### DIRECTION:
Return every line of the data below verbatim, omitting the pictures from your answer.

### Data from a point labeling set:
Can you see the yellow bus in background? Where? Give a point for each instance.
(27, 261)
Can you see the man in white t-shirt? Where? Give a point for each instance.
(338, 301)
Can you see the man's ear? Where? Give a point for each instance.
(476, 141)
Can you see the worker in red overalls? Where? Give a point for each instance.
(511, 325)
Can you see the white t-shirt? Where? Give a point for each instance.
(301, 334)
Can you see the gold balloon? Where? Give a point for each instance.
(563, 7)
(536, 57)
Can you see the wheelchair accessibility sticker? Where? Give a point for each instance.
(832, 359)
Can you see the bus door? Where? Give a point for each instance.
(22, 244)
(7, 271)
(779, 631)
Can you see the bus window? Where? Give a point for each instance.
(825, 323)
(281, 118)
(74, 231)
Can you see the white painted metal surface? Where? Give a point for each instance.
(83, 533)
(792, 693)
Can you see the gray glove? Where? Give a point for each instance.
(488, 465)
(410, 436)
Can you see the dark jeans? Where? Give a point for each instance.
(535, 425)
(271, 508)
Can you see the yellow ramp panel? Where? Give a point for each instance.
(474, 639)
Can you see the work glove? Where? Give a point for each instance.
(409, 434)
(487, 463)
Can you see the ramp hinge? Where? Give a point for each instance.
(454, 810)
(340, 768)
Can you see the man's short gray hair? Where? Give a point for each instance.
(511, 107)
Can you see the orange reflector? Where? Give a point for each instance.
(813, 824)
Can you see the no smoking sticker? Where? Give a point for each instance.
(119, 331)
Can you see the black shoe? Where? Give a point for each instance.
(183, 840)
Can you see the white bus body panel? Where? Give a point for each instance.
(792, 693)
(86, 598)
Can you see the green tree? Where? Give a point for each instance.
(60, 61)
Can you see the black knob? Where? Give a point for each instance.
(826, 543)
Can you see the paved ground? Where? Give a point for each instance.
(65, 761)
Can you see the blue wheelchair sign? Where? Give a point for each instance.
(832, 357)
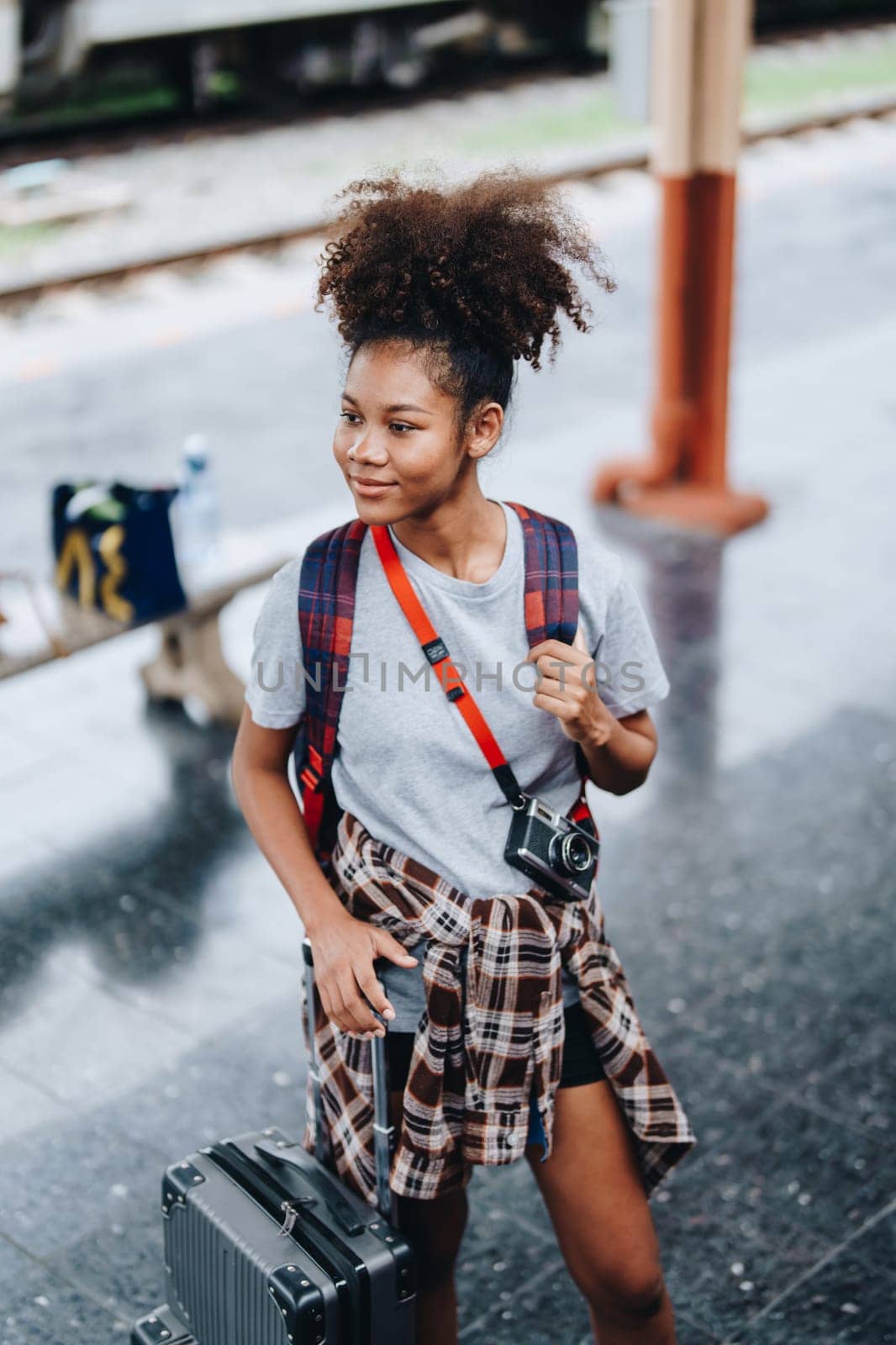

### COMPLETE OUTPUT:
Can you see the yellow bus in background? Where? Give a point for each instance.
(27, 261)
Can you see the man in white t-shirt? Where? Give a point for each instance.
(338, 301)
Can you see the man's ear? Where? Give a point for each instance.
(476, 141)
Can you see the worker in red overalls? Where? Give a point for each instance.
(511, 325)
Can you see the white t-shirt? Where? Give a point for each instance.
(301, 334)
Can you see the gold balloon? Where? Give a point for each instance.
(563, 7)
(536, 57)
Can you see the wheelchair accessibility sticker? Where? Give a point for each instance.
(832, 359)
Can you see the bus door? Where? Give a point for each instance.
(22, 244)
(7, 271)
(779, 631)
Can you see the bus window? Where? Give a point for each instance.
(825, 323)
(281, 118)
(74, 231)
Can you see the white painted metal surface? Where? Give a point for each instance.
(83, 533)
(792, 693)
Can you see the gray glove? Where? Give a point for each instance.
(488, 465)
(410, 436)
Can you see the dark jeans? Where? Give a point for each instance.
(535, 425)
(271, 508)
Can you see the yellow ramp panel? Where? Give a point for each instance.
(474, 639)
Can you see the work glove? Where? Give a point for each instance.
(409, 434)
(487, 463)
Can you see the ramp hinge? Where? Give a point for each instance.
(454, 810)
(340, 768)
Can you see the man's short gray hair? Where? Give a point for each instance.
(511, 107)
Can you see the orange reflector? Where? Give a point for each instance.
(813, 824)
Can you see the no smoking sticker? Where? Give a point for each instance.
(119, 331)
Can you see the black shoe? Where? Give a point for each instance.
(183, 840)
Can you see the white bus body panel? Where? Give a point for each instance.
(792, 693)
(86, 598)
Can you see the green tree? Where? Give a point for each instance.
(60, 61)
Can you see the black knob? Where? Give a point for each instance.
(826, 543)
Can you see the paved ground? Where? Give a point for each instance.
(65, 761)
Can you see the blue wheelchair sign? Where? Give a point for each instance.
(832, 357)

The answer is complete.